▶ [Problem to solve]
Nothing in the data should change when you return it, but leave the pictures out.

▶ [Images for object localization]
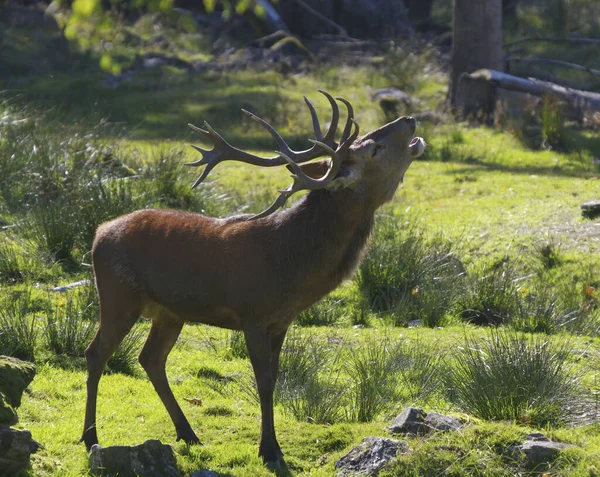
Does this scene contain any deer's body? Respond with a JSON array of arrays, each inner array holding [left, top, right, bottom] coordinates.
[[93, 188, 373, 333], [81, 92, 425, 467]]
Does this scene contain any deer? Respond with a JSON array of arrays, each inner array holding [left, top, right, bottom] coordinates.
[[81, 90, 425, 468]]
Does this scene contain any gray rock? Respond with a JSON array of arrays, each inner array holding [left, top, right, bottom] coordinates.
[[192, 471, 221, 477], [89, 440, 180, 477], [389, 407, 462, 436], [335, 436, 408, 476], [507, 434, 575, 470], [581, 200, 600, 219], [0, 428, 42, 474]]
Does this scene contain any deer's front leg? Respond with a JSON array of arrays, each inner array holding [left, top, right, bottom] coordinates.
[[244, 326, 283, 467]]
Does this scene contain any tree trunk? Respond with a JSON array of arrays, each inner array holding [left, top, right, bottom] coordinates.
[[448, 0, 503, 114]]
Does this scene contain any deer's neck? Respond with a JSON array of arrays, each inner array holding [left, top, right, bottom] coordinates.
[[273, 188, 375, 296]]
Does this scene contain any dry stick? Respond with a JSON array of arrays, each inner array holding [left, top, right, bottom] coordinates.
[[504, 36, 600, 49], [505, 58, 600, 77], [294, 0, 349, 38]]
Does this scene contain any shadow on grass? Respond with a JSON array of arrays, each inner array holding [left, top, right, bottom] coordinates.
[[1, 70, 323, 151]]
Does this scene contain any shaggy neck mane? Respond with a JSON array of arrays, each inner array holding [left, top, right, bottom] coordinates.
[[272, 188, 375, 294]]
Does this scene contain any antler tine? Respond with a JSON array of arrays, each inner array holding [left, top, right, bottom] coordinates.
[[336, 97, 354, 144], [303, 95, 323, 142], [247, 142, 342, 221], [318, 90, 339, 145], [337, 119, 360, 157]]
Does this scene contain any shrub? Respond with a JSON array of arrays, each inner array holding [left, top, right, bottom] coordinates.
[[0, 289, 39, 361], [446, 330, 583, 426]]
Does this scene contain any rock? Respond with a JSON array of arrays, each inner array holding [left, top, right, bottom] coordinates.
[[581, 200, 600, 219], [0, 357, 36, 409], [335, 436, 408, 476], [0, 392, 18, 427], [0, 428, 42, 474], [192, 471, 221, 477], [389, 407, 462, 436], [89, 440, 180, 477], [507, 433, 575, 470]]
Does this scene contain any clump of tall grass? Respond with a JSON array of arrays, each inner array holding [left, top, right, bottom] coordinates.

▶ [Answer area]
Does this scene contain any deer's body? Respond with a JSON array of arrays, each inner array holding [left, top, right, bottom] coordinates.
[[93, 188, 373, 333], [81, 92, 425, 467]]
Does this scene contain any deer? Respond with a JSON array of arrays, each inner array holding [left, top, right, bottom] coordinates.
[[81, 90, 425, 468]]
Does this scene contain any gray rock? Respond with a JSON array of arrays, each inner array holding [left, top, right, bottom] coordinates.
[[192, 471, 221, 477], [89, 440, 180, 477], [389, 407, 462, 436], [335, 436, 408, 476], [507, 434, 575, 470], [581, 200, 600, 219], [0, 428, 42, 474]]
Does this scene contain any deer's front leg? Respond with a JSON array of arrays, each inner array holding [left, top, right, bottom] coordinates.
[[244, 326, 283, 467]]
Does this scene contain any tree trunk? Respond with a JSON array of arrays, each inner array holding [left, top, right, bottom] coordinates.
[[448, 0, 503, 114]]
Does this scene contain any deer's neck? Respond with a JSON array of arrays, each inner array holding [left, top, right, bottom] coordinates.
[[273, 188, 375, 296]]
Does this scene contain any dry stick? Respond with a JSON array of arrays, each inner array holding [left, top, right, bottom] coordinates.
[[504, 36, 600, 49], [505, 58, 600, 77], [294, 0, 349, 38]]
Does this scene contain any shadow on grass? Respond with a JSON array of arrays, each inner array holding [left, top, right, bottom] coordinates.
[[1, 70, 323, 151]]
Does this scene contain any shaggy neck mane? Respond with a JSON array of arrays, each inner array holding [left, top, right, bottom] coordinates.
[[272, 188, 375, 294]]
Does this scene contain any antler tine? Respond with a JSON array of arrays, each inner array holding [left, top, right, bottom] coordinates.
[[336, 97, 354, 144], [303, 95, 323, 142], [247, 142, 342, 221], [318, 90, 339, 145], [337, 119, 360, 157]]
Does this scene contain any shrub? Respond with a JSON array of arrays, each inner array holding [left, top, right, bottom] coordinates.
[[0, 289, 39, 361], [446, 330, 583, 426]]
Does this scene contain any rock? Respond with a JSON array of arrays, each inner array holding [left, top, right, bottom] coordinates.
[[581, 200, 600, 219], [0, 357, 36, 409], [335, 436, 408, 476], [0, 392, 18, 427], [0, 428, 42, 474], [192, 471, 221, 477], [389, 407, 462, 436], [89, 440, 180, 477], [507, 433, 575, 470]]
Does this scene contain any clump of tall grass? Respond with a JSON array of arrays, each inner array holding [left, top, right, bottom] coordinates.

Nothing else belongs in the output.